- TEXT SEGMENT:
----

JustinStitt wrote:
With all the review it is clear that we have to choose some new semantics for
OBTs. It is also important that OBTs are useful in their design and purpose for
many projects. OBTs should provide type-level overflow behavior handling. With
this goal in mind, there's two customers: 1) large existing codebases and 2)
new projects.
To help all kinds of projects I met with @kees again and we talked about
separating some behaviors into separate modes. We identified two modes that
would give the best path forward for the Linux kernel, other existing projects,
and new projects. We were thinking of a "compliant" mode and a "strict" mode.
Name bike-shedding welcome. :)

----

- DATA EXTRACT:
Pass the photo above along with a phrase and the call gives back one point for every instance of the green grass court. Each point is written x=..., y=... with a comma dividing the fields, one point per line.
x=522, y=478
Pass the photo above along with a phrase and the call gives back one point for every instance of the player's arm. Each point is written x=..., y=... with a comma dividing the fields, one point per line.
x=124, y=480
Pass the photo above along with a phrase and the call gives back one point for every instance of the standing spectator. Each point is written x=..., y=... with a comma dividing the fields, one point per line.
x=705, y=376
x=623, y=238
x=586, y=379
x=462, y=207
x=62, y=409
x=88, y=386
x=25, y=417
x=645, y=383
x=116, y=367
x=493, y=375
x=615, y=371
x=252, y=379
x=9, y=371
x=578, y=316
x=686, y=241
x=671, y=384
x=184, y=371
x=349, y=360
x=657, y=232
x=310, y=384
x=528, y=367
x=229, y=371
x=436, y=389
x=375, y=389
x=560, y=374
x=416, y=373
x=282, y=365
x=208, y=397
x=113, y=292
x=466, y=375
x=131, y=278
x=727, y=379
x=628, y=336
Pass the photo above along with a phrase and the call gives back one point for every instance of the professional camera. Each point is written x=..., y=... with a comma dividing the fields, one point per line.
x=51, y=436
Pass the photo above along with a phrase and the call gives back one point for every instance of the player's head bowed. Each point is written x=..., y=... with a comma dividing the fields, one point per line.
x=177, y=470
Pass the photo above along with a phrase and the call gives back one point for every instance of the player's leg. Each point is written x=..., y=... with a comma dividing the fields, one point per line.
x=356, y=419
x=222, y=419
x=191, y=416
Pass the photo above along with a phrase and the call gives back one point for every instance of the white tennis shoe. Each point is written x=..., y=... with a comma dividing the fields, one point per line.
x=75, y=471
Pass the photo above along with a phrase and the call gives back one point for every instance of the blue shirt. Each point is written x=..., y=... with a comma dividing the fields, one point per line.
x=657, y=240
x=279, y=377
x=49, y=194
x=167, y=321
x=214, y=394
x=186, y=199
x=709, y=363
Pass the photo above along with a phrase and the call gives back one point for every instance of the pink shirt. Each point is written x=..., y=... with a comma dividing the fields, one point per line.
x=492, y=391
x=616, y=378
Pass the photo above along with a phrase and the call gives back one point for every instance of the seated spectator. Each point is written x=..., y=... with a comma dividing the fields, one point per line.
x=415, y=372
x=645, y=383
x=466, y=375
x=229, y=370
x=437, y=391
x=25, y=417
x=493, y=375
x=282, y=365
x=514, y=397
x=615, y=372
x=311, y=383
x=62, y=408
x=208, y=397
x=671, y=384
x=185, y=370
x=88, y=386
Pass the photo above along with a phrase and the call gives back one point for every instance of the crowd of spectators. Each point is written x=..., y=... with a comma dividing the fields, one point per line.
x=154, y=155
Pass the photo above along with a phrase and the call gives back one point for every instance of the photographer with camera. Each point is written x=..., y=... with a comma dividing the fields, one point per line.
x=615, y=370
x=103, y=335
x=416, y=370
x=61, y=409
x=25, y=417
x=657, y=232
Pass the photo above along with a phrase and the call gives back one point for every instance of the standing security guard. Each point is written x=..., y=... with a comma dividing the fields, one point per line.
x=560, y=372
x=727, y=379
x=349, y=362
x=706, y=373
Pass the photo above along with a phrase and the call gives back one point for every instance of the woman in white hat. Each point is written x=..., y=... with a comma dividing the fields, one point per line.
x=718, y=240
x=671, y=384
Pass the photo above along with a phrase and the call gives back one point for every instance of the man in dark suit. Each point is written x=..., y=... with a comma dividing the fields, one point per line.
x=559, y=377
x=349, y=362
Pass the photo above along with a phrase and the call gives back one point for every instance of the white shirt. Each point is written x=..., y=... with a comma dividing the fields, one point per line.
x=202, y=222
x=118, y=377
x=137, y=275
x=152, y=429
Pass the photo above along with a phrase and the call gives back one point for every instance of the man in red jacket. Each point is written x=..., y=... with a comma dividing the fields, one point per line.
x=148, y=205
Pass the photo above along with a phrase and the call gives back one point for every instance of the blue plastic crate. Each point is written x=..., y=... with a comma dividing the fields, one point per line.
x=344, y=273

----

- REQUESTS:
(a) Print the lines of the entries between the line holding "of the professional" and the line holding "x=191, y=416", inclusive.
(b) Pick up the post on overflow behavior types after its last sentence and keep writing it.
The entries have no connection to the post on overflow behavior types.

- RESULTS BY TASK:
(a)
Pass the photo above along with a phrase and the call gives back one point for every instance of the professional camera. Each point is written x=..., y=... with a comma dividing the fields, one point per line.
x=51, y=436
Pass the photo above along with a phrase and the call gives back one point for every instance of the player's head bowed. Each point is written x=..., y=... with a comma dividing the fields, one point per line.
x=177, y=470
Pass the photo above along with a phrase and the call gives back one point for every instance of the player's leg. Each point is written x=..., y=... with a comma dividing the fields, one point per line.
x=356, y=419
x=222, y=419
x=191, y=416

(b)
@ojhunt We see your concerns with a strict mode and want to address them by
ensuring code compatibility between all modes. Further below are some examples
and design principles for the modes. First, let's make the distinction clear:
The "compliant" mode would use traditional C promotion rules with the exception
that the OBT qualifier is persisted through implicit casts. This allows us to
get truncation signal during storage of less-than-int arithmetic results and
overflow signal on other results. This mode would be the introductory mode for
large projects that cannot make the direct jump to strict mode. @kees has shown
that this compliant mode would still provide useful signal in the Linux kernel,
where truncation accounts for a large percentage of the integer overflow flaws.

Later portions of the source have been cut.